(Text segment)
## begin

[MLton] implement _address and _symbol
Matthew Fluet
fluet@cs.cornell.edu
Sun, 17 Jul 2005 18:42:19 -0400 (EDT)
> > MLton already has the Pointer_{get,set} primitives, so the only
> > additional thing needed is a primitive to support _address.
>
> I'm not too clear what exactly a primitive is.
As you note below, it is essentially those operations that have no simpler
representation in any current intermediate language. The majority of the
primitives are preserved through the entire compilation process and
handled by the codegens, but there are a handful that are eliminated
earlier in the process.
The reference source for primitives is mlton/atoms/prim.sig.
> Shouldn't there already be one if _import # exists?
Sort of. The _import # expression gets translated into the FFI_Symbol
primitive, whose semantics is "the address denoted by the symbol".
> So, let me see if my very general understanding of MLton is right:
> it parses the source into an AST
Right, this corresponds to mlton/front-end/* and mlton/ast/* files.

## end

(Data shown)
## begin

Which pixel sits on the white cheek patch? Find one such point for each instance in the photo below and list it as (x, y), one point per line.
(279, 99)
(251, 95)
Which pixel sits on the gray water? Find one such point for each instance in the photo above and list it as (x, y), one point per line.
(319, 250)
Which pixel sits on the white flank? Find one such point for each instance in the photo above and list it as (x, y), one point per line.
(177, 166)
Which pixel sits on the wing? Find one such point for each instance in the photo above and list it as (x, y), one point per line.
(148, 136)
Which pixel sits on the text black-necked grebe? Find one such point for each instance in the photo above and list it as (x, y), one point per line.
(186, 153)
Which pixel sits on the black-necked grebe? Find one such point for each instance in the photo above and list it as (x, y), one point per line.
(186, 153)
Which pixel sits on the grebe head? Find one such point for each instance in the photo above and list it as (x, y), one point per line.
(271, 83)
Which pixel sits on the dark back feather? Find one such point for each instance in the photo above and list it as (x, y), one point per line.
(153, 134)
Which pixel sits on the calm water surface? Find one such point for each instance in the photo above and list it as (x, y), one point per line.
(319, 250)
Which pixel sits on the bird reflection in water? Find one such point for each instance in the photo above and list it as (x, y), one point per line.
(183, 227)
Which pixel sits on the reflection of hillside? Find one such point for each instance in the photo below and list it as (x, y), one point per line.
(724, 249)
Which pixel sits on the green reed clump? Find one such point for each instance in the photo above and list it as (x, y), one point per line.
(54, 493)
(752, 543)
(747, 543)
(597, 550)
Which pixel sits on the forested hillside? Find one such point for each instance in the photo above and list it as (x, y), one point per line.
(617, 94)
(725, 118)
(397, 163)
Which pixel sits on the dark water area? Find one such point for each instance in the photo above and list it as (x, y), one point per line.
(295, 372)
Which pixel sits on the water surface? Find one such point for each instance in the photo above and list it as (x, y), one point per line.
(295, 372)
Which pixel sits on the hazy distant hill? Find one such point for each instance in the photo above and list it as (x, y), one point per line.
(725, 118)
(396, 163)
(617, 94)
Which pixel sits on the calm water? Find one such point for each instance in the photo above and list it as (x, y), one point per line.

## end

(Exercise details) Continue the above mailing-list reply about MLton primitives and the _address construct, picking up right after its last line.

(The reply)
> it does some kind of scoped binding of names to values
> it type checks and associates types with the values
Correct, this corresponds to mlton/elaborate/* files.
This process simultaneously rewrites the program into the CoreML
intermediate language: mlton/core-ml/* files.
> it rewrite the whole thing into successively simpler languages
> finally, there is a language so simple that it is only calls to
> 'primitives'
> this gets run through the codegen
>
> If the above is right, then what I need to do is add _address and _symbol as
> keywords to the parser, teach the type checker how to resolve the type of
> these things using the '_symbol "s": type;' syntax, during one of those
> intermediate language steps convert it to a pair of functions that call
> Pointer_{get,set}.
Exactly. As noted above, the elaborator does both the type-checking and
a translation step, so you both "teach the type checker" and "convert it
to a pair" at the same time.
I'm fairly confident that one could accomplish this task without needing
to touch more than:
mlton/front-end/ml.lex : add _symbol and _address as keywords
mlton/front-end/ml.grm : add productions for _symbol and _address
mlton/ast/ast-core.{sig,fun} : add PrimKind.Address for an AST node
corresponding to _address; you'll find that there is already
PrimKind.Symbol, which has been serving as the AST node corresponding
to _import #.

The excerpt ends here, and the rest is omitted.